WORK TO COMPLETE — Find the line that contains "the woman's nose" and print it and every line after it, exactly, please.

EXTRACTED INFORMATION —

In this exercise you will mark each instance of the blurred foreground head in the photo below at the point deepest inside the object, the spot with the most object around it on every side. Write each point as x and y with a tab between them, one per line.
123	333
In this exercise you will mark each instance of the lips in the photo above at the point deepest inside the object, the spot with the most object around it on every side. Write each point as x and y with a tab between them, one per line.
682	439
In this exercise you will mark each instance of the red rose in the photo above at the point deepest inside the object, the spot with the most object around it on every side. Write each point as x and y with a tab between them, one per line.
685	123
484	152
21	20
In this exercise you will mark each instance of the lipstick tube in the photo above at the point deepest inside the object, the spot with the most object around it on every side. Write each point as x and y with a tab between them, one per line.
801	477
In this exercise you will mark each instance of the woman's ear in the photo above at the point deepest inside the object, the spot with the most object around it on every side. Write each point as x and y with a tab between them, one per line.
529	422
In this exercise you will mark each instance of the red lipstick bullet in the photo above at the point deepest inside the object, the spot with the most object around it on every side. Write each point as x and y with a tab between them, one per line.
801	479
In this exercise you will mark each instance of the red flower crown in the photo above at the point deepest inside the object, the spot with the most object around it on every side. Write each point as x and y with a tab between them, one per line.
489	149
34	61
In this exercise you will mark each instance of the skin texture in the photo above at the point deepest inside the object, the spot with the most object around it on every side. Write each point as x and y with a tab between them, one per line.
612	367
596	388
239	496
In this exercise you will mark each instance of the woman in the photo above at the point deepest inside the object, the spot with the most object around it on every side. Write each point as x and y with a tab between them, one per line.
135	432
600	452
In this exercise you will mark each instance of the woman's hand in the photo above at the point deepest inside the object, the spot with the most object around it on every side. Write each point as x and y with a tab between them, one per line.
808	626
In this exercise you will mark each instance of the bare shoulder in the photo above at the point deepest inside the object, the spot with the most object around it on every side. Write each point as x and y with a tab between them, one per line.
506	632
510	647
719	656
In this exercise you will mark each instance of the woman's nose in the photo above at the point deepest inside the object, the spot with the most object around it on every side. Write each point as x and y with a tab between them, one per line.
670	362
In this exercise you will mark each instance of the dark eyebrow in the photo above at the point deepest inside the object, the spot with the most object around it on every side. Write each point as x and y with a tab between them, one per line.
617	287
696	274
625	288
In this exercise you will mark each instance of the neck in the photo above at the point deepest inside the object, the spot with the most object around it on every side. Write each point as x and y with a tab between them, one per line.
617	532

PROBLEM SOLUTION —
In this exercise you will mark each instance of the woman's nose in the photo above at the point deepest inside the object, the spot with the most object around it on every side. Write each point as x and y with a tab between them, one per line.
670	362
In this exercise you will mark each instance of the dark eyebrow in the photo above at the point deepest inside the object, the spot with the most object around it on every side. Write each point as x and y with a tab between them, one per line.
617	287
696	274
625	288
In this exercise you will mark each instance of the neck in the photo above at the point deepest inside the object, the spot with the most object around it on every side. Write each point as x and y with a tab between them, one per line.
617	532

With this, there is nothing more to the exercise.